Please render the records as a numbered list, beginning at the line that contains "the front door" and ending with the final line of the records. Leave out any blank lines.

+++

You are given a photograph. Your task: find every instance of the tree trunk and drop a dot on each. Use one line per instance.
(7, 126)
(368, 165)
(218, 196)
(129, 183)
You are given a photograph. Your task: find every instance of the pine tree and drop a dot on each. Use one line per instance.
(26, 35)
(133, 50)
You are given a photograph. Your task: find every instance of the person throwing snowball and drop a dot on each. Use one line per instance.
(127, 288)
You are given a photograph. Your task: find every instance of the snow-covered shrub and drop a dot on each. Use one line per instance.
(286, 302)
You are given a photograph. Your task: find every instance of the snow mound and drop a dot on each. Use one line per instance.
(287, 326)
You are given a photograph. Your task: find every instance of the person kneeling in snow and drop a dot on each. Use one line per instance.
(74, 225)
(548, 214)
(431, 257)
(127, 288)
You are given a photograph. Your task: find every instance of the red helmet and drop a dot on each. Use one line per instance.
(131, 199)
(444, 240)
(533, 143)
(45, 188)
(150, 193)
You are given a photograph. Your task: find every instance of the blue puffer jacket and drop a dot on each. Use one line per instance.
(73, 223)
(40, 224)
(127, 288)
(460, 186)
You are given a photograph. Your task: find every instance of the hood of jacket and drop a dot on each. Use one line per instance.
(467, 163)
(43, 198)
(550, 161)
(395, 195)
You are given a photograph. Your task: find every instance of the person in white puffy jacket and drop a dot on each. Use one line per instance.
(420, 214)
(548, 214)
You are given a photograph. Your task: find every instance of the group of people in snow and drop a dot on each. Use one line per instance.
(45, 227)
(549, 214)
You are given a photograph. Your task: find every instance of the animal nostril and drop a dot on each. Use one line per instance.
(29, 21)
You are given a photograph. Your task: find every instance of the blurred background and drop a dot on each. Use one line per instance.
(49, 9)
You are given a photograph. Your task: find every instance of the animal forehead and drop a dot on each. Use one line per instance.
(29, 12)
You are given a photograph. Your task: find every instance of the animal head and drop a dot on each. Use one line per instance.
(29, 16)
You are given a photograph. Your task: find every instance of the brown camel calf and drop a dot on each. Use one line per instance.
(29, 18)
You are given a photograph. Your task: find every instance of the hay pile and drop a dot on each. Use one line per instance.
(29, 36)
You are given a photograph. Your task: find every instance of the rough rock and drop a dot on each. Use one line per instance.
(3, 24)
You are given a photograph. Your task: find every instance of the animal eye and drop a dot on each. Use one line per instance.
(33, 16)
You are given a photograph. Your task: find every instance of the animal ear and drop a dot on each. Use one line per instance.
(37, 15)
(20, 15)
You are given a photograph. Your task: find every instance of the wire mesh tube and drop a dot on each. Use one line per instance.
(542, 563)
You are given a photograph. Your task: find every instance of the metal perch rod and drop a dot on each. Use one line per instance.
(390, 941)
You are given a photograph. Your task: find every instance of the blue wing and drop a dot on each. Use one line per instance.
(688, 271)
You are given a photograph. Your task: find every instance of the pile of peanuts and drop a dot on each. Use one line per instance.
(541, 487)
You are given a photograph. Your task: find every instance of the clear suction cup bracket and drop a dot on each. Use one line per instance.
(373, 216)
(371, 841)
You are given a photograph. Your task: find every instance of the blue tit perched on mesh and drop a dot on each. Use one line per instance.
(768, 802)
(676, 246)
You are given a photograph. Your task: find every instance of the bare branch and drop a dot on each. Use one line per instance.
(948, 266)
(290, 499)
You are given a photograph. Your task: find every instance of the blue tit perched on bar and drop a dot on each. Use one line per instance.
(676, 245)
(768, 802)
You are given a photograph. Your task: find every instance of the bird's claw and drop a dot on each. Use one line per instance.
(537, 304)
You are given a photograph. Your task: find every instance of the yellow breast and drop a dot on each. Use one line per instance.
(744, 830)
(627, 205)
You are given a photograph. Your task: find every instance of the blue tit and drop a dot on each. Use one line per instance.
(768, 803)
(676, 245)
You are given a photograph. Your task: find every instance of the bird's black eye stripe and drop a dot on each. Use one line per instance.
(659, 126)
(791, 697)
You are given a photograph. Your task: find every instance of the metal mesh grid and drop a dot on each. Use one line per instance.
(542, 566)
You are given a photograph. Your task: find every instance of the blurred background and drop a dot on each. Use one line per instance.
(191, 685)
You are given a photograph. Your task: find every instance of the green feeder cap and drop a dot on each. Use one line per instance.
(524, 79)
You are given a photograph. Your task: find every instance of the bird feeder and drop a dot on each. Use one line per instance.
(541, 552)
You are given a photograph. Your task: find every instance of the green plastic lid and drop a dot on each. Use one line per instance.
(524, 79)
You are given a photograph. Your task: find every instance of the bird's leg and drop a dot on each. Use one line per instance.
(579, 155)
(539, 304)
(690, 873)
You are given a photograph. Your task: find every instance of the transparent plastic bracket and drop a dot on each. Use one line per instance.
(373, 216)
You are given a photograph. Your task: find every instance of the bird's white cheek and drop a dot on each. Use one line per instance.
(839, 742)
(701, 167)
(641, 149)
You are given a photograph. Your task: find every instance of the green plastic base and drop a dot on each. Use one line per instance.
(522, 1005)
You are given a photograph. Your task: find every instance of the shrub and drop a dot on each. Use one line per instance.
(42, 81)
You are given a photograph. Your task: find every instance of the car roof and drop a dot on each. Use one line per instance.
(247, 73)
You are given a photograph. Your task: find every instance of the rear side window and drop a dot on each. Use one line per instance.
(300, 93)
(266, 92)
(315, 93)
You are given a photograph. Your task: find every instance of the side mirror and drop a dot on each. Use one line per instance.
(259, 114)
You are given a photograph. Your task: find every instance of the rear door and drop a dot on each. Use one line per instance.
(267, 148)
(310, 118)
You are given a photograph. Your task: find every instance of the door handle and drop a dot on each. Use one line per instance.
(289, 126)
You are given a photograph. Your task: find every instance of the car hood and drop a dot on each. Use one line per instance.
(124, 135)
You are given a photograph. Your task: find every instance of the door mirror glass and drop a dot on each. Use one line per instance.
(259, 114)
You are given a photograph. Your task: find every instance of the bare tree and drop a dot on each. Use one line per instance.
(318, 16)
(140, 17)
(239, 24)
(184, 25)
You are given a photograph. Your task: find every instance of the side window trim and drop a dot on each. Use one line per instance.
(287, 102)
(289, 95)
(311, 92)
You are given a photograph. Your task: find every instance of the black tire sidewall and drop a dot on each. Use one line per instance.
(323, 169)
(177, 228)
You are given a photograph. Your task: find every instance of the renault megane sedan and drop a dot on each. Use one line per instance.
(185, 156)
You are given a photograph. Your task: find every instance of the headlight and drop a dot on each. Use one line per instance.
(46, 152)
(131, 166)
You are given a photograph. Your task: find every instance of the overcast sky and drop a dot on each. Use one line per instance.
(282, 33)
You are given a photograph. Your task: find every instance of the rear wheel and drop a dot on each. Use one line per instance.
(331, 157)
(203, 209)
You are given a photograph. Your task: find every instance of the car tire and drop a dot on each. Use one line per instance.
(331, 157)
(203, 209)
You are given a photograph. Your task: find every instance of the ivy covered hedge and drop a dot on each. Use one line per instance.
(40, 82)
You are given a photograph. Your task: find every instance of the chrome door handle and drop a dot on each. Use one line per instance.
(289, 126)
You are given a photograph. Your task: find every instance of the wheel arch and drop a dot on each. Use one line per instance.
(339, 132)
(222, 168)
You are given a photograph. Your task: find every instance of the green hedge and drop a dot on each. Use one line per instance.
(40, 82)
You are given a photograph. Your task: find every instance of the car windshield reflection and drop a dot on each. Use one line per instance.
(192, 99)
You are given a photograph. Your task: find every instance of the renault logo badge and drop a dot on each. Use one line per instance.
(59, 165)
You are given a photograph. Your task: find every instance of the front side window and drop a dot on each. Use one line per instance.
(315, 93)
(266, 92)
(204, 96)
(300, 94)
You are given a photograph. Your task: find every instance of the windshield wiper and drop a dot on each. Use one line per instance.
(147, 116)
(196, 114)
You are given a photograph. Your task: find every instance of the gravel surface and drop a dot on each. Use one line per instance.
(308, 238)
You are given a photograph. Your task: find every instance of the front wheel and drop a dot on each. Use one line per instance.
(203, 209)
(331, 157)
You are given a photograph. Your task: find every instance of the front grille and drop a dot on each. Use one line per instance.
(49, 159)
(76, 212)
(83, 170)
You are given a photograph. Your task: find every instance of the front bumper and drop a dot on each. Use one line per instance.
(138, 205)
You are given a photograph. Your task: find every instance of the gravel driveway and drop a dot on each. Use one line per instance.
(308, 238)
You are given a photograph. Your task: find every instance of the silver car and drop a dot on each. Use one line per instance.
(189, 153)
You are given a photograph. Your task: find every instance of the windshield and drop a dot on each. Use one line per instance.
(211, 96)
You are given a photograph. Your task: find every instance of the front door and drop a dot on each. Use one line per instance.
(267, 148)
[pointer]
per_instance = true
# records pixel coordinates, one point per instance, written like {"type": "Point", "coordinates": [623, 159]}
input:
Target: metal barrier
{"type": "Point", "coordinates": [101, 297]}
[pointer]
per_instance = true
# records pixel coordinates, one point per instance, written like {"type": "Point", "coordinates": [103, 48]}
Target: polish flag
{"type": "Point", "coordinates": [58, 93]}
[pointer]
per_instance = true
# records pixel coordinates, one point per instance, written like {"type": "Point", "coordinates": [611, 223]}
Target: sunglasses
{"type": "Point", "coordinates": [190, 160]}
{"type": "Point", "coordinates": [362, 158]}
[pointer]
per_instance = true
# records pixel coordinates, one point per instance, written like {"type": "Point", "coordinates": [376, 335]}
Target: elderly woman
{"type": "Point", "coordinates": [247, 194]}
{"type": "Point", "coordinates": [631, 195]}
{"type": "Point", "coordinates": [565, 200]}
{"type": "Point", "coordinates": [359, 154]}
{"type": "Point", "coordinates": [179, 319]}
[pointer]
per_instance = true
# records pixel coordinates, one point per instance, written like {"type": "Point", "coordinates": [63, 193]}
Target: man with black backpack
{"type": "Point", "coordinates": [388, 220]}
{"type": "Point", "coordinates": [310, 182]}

+++

## Result of this exercise
1. You are given a photograph. Your task: find every instance of the front door and drop a dot on each. Use one line per instance.
2. (267, 148)
3. [pointer]
4. per_instance = true
5. # records pixel coordinates, one point per instance, written like {"type": "Point", "coordinates": [623, 159]}
6. input:
7. Target: metal barrier
8. {"type": "Point", "coordinates": [101, 297]}
9. [pointer]
10. per_instance = true
11. # records pixel coordinates, one point per instance, written like {"type": "Point", "coordinates": [103, 48]}
12. Target: polish flag
13. {"type": "Point", "coordinates": [58, 93]}
14. [pointer]
15. per_instance = true
16. # records pixel coordinates, one point per instance, written like {"type": "Point", "coordinates": [611, 223]}
17. Target: sunglasses
18. {"type": "Point", "coordinates": [190, 160]}
19. {"type": "Point", "coordinates": [362, 158]}
20. [pointer]
21. per_instance = true
22. # records pixel coordinates, one point per instance, written like {"type": "Point", "coordinates": [376, 335]}
23. Target: elderly woman
24. {"type": "Point", "coordinates": [247, 194]}
25. {"type": "Point", "coordinates": [631, 195]}
26. {"type": "Point", "coordinates": [565, 200]}
27. {"type": "Point", "coordinates": [359, 154]}
28. {"type": "Point", "coordinates": [179, 319]}
29. [pointer]
30. per_instance = true
31. # records pixel coordinates, one point per instance, written like {"type": "Point", "coordinates": [63, 193]}
32. Target: man with black backpack
33. {"type": "Point", "coordinates": [388, 220]}
34. {"type": "Point", "coordinates": [310, 182]}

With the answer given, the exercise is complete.